:: Goal ::
Find every line in the items below that contains the string "fence" and copy each one out. Case counts.

:: Information given ::
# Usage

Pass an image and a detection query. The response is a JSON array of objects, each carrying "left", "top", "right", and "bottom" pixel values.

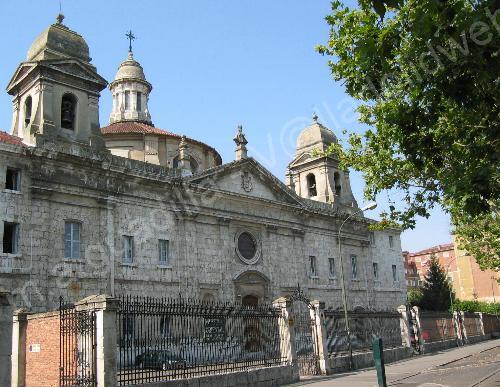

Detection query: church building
[{"left": 0, "top": 15, "right": 406, "bottom": 311}]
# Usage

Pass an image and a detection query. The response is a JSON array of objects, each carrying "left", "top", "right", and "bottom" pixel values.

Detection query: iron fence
[
  {"left": 325, "top": 310, "right": 403, "bottom": 356},
  {"left": 59, "top": 298, "right": 97, "bottom": 387},
  {"left": 483, "top": 313, "right": 500, "bottom": 335},
  {"left": 117, "top": 296, "right": 287, "bottom": 386},
  {"left": 420, "top": 311, "right": 457, "bottom": 343},
  {"left": 462, "top": 312, "right": 483, "bottom": 337}
]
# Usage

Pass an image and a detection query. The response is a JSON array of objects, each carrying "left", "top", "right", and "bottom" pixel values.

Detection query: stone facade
[{"left": 0, "top": 15, "right": 406, "bottom": 311}]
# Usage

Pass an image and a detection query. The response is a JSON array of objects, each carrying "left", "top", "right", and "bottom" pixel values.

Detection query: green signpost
[{"left": 373, "top": 338, "right": 387, "bottom": 387}]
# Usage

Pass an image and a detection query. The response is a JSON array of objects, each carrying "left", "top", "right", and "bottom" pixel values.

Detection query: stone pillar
[
  {"left": 75, "top": 295, "right": 119, "bottom": 387},
  {"left": 273, "top": 297, "right": 297, "bottom": 366},
  {"left": 310, "top": 300, "right": 331, "bottom": 375},
  {"left": 179, "top": 136, "right": 192, "bottom": 176},
  {"left": 476, "top": 312, "right": 485, "bottom": 336},
  {"left": 233, "top": 125, "right": 248, "bottom": 160},
  {"left": 0, "top": 290, "right": 12, "bottom": 386},
  {"left": 453, "top": 312, "right": 469, "bottom": 345},
  {"left": 412, "top": 306, "right": 425, "bottom": 353},
  {"left": 10, "top": 309, "right": 28, "bottom": 387},
  {"left": 398, "top": 305, "right": 411, "bottom": 348}
]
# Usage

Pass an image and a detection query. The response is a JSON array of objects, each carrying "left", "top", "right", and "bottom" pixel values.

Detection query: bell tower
[
  {"left": 7, "top": 14, "right": 107, "bottom": 148},
  {"left": 286, "top": 114, "right": 358, "bottom": 207}
]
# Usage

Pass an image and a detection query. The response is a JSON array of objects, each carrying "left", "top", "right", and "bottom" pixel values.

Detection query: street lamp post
[{"left": 338, "top": 202, "right": 377, "bottom": 370}]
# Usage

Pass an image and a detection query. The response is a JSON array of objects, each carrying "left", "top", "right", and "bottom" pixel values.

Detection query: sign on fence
[{"left": 204, "top": 317, "right": 226, "bottom": 343}]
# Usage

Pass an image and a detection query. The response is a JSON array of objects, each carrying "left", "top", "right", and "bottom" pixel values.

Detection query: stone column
[
  {"left": 398, "top": 305, "right": 411, "bottom": 348},
  {"left": 412, "top": 306, "right": 425, "bottom": 353},
  {"left": 476, "top": 312, "right": 485, "bottom": 336},
  {"left": 10, "top": 309, "right": 28, "bottom": 387},
  {"left": 310, "top": 300, "right": 331, "bottom": 375},
  {"left": 453, "top": 312, "right": 469, "bottom": 345},
  {"left": 75, "top": 295, "right": 119, "bottom": 387},
  {"left": 273, "top": 297, "right": 297, "bottom": 366},
  {"left": 0, "top": 290, "right": 12, "bottom": 386}
]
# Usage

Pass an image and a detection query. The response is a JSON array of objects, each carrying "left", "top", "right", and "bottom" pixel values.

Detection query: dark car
[{"left": 135, "top": 350, "right": 187, "bottom": 371}]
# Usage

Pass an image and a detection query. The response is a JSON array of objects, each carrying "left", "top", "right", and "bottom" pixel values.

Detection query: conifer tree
[{"left": 420, "top": 254, "right": 454, "bottom": 311}]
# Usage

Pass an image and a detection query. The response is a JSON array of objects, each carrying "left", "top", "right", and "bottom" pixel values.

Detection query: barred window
[
  {"left": 3, "top": 222, "right": 19, "bottom": 254},
  {"left": 5, "top": 168, "right": 21, "bottom": 191},
  {"left": 373, "top": 262, "right": 378, "bottom": 279},
  {"left": 351, "top": 255, "right": 358, "bottom": 279},
  {"left": 64, "top": 222, "right": 81, "bottom": 259},
  {"left": 158, "top": 239, "right": 170, "bottom": 265},
  {"left": 309, "top": 255, "right": 317, "bottom": 276},
  {"left": 328, "top": 258, "right": 336, "bottom": 278},
  {"left": 122, "top": 235, "right": 134, "bottom": 263}
]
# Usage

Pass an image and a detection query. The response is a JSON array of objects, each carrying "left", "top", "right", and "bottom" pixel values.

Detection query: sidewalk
[{"left": 293, "top": 339, "right": 500, "bottom": 387}]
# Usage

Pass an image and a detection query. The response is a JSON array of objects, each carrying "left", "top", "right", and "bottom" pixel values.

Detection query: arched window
[
  {"left": 333, "top": 172, "right": 342, "bottom": 196},
  {"left": 24, "top": 95, "right": 33, "bottom": 126},
  {"left": 61, "top": 93, "right": 76, "bottom": 130},
  {"left": 172, "top": 156, "right": 199, "bottom": 173},
  {"left": 306, "top": 173, "right": 318, "bottom": 198}
]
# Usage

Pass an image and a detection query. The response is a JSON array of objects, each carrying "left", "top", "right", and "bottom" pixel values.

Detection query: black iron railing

:: Answer to this task ::
Detection query: iron fence
Detection query: sign on fence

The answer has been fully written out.